### WHAT THE EXERCISE ASKS
All the records below must be returned exactly as they stand.

[Referring expression pointing data]
--------
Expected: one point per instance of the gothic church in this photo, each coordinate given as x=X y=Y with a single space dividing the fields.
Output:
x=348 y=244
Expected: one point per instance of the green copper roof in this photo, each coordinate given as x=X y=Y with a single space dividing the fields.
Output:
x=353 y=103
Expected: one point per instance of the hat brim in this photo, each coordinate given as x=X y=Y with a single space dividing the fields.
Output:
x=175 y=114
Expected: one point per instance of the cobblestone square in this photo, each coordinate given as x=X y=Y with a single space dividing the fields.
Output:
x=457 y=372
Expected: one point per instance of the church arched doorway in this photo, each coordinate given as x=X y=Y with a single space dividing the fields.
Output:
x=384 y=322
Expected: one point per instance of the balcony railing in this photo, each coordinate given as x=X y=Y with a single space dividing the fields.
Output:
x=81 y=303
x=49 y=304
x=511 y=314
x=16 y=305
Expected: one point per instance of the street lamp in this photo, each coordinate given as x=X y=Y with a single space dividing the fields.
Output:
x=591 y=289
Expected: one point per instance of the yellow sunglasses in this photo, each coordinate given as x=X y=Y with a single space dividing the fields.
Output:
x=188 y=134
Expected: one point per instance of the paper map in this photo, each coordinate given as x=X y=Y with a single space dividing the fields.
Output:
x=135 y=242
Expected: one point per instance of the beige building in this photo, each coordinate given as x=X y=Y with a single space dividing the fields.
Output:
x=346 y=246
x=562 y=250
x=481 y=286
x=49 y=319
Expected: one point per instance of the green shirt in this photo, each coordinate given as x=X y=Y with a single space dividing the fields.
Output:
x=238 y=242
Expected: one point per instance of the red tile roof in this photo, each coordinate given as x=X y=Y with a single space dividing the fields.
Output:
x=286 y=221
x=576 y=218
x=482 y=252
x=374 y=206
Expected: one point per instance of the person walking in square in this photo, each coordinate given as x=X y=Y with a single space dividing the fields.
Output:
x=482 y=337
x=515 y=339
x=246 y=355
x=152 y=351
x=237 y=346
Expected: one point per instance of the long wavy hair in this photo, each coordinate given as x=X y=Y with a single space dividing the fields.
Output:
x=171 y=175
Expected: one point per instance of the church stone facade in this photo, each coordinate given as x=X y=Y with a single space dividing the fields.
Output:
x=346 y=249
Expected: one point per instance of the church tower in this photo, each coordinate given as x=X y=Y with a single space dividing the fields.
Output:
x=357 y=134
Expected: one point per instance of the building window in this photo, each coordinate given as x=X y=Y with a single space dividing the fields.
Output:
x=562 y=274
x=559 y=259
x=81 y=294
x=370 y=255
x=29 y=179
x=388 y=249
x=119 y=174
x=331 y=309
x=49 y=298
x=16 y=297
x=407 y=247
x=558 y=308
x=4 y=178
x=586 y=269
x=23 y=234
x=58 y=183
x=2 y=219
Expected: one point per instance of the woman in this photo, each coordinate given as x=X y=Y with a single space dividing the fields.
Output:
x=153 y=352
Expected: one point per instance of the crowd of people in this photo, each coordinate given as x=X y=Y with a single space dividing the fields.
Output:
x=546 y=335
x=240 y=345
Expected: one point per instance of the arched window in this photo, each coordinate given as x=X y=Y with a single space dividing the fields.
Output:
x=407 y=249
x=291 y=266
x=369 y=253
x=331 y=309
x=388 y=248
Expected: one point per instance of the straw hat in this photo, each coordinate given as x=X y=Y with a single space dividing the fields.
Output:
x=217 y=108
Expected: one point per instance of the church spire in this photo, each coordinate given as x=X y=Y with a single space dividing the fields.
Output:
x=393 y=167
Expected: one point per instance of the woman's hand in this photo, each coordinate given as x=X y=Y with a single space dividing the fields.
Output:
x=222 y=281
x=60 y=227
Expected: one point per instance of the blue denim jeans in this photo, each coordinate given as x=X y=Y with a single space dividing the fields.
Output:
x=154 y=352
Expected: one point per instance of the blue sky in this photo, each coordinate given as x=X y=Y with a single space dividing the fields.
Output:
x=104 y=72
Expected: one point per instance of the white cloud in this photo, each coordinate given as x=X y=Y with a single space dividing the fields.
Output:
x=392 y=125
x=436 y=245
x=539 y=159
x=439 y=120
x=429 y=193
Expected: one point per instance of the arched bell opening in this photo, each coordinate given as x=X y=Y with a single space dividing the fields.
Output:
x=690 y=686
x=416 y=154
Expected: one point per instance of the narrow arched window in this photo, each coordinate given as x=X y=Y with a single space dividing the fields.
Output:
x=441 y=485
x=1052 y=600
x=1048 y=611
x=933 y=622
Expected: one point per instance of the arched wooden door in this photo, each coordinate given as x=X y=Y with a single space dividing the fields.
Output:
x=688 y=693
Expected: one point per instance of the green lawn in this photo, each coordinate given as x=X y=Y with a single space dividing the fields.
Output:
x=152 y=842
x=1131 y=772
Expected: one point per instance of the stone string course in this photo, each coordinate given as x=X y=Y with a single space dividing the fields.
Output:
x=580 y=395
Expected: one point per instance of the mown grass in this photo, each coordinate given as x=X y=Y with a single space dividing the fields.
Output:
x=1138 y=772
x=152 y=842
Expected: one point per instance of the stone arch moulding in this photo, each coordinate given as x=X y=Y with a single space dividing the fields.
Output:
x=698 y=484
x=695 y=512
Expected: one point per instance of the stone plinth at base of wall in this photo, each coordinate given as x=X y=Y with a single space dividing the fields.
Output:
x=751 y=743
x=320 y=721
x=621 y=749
--------
### FINAL ANSWER
Expected: one point per instance of the gothic church in this photo, each coordinate given as x=X y=Y with a single space dividing the fields.
Output:
x=348 y=244
Expected: one point per instance of the green copper roof in this photo, each coordinate given as x=X y=Y with a single space dividing the fields.
Output:
x=353 y=103
Expected: one point per instance of the hat brim in this photo, each coordinate given as x=X y=Y with a single space dividing the fields.
Output:
x=175 y=114
Expected: one point per instance of the cobblestone square in this photo, each coordinate given as x=X y=Y with a single space dividing the fields.
Output:
x=457 y=372
Expected: one point per instance of the church arched doorway in this photo, each coordinate given as x=X y=Y with a single space dividing the fields.
Output:
x=384 y=322
Expected: one point per instance of the balcony railing in this photo, each coordinate given as x=X y=Y with a single space dividing the fields.
Output:
x=81 y=303
x=49 y=304
x=511 y=314
x=16 y=305
Expected: one point per instance of the street lamp in this photo, each coordinate given as x=X y=Y with a single space dividing the fields.
Output:
x=591 y=289
Expected: one point per instance of the yellow sunglasses in this photo, each coordinate given as x=X y=Y with a single space dividing the fields.
Output:
x=188 y=134
Expected: one point per instance of the paper map in this photo, each coordinate given as x=X y=Y with a single space dividing the fields.
Output:
x=135 y=242
Expected: one point per instance of the beige building in this photo, each coordinate given as x=X y=Y with a single space dividing the fields.
Output:
x=346 y=246
x=562 y=250
x=481 y=286
x=49 y=319
Expected: one point per instance of the green shirt in this photo, each coordinate given as x=X y=Y with a single space dividing the fields.
Output:
x=238 y=242
Expected: one point per instance of the red tile roof in this photo, each coordinate given as x=X y=Y with a single space dividing the fields.
Output:
x=286 y=221
x=576 y=218
x=482 y=252
x=374 y=206
Expected: one point per instance of the person walking in square in this photo, each coordinate given as x=X y=Y with a single space dividing the fields.
Output:
x=482 y=337
x=515 y=339
x=246 y=355
x=152 y=351
x=237 y=346
Expected: one point per instance of the long wavy hair in this photo, each coordinate given as x=X y=Y with a single space dividing the fields.
Output:
x=171 y=175
Expected: one point per instance of the church stone facade in this photo, each coordinate given as x=X y=Y with a single space dividing the fields.
Output:
x=346 y=249
Expected: one point per instance of the church tower in this photo, each coordinate given as x=X y=Y with a single space dividing the fields.
Output:
x=357 y=134
Expected: one point per instance of the building window in this photo, each coordinate given as x=X y=Y with a single space dividing the fields.
Output:
x=562 y=274
x=559 y=259
x=81 y=294
x=370 y=255
x=29 y=179
x=388 y=249
x=119 y=174
x=331 y=309
x=49 y=298
x=16 y=297
x=407 y=247
x=558 y=308
x=4 y=178
x=586 y=269
x=23 y=234
x=58 y=183
x=2 y=219
Expected: one point per instance of the woman in this photo, each coordinate given as x=X y=Y with a single space dividing the fields.
Output:
x=153 y=352
Expected: one point per instance of the crowd of people in this photo, each coordinate given as x=X y=Y with a single space dividing the fields.
Output:
x=546 y=335
x=240 y=345
Expected: one point per instance of the arched window in this photo, each coordinate given as x=X y=Y with a single space dividing the fields.
Output:
x=407 y=249
x=291 y=266
x=369 y=253
x=331 y=309
x=388 y=248
Expected: one point per instance of the straw hat in this photo, each coordinate given as x=X y=Y with a single space dividing the fields.
Output:
x=217 y=108
Expected: one point per instance of the church spire in this photo, each coordinate given as x=X y=Y with a single space dividing the fields.
Output:
x=393 y=167
Expected: one point per instance of the woman's hand in this photo, each coordinate given as x=X y=Y with a single space dividing the fields.
Output:
x=222 y=281
x=60 y=227
Expected: one point per instance of the blue denim jeans in this photo, each coordinate given as x=X y=Y with a single space dividing the fields.
Output:
x=154 y=352
Expected: one point per instance of the blue sky in this photo, each coordinate given as x=X y=Y with a single space dividing the fields.
Output:
x=104 y=72
Expected: one point per instance of the white cloud in this photo, each coordinate given as x=X y=Y with a single space dividing the fields.
Output:
x=392 y=125
x=436 y=245
x=539 y=159
x=439 y=120
x=429 y=193
Expected: one point per instance of the arched bell opening in this photo, each coordinate given as x=X y=Y with a single space dividing the fields.
Output:
x=690 y=686
x=416 y=154
Expected: one point per instance of the narrow arched window in this photo, each coordinate given as x=X y=Y with a single space dividing the fields.
Output:
x=441 y=485
x=1052 y=600
x=1048 y=611
x=933 y=622
Expected: one point per instance of the arched wooden door in this photo, each coordinate given as x=X y=Y with a single space dividing the fields.
Output:
x=688 y=693
Expected: one point per instance of the green lawn in this photo, each coordinate given as x=X y=Y with a single space dividing the fields.
Output:
x=152 y=842
x=1131 y=772
Expected: one point per instance of the stone string course in this photo, each coordinate given as x=X y=Y with a single space dividing the fields.
Output:
x=580 y=395
Expected: one point per instance of the mown grass in this photo, each coordinate given as x=X y=Y with a single space dividing the fields.
Output:
x=1138 y=772
x=152 y=842
Expected: one point per instance of the stone arch moulding in this photo, each coordinate given as x=X y=Y with a single space dividing the fields.
Output:
x=698 y=484
x=695 y=512
Expected: one point per instance of the stone plinth at base of wall in this photo, each coordinate given as x=X y=Y with a single space dividing the fields.
Output:
x=751 y=743
x=320 y=721
x=621 y=749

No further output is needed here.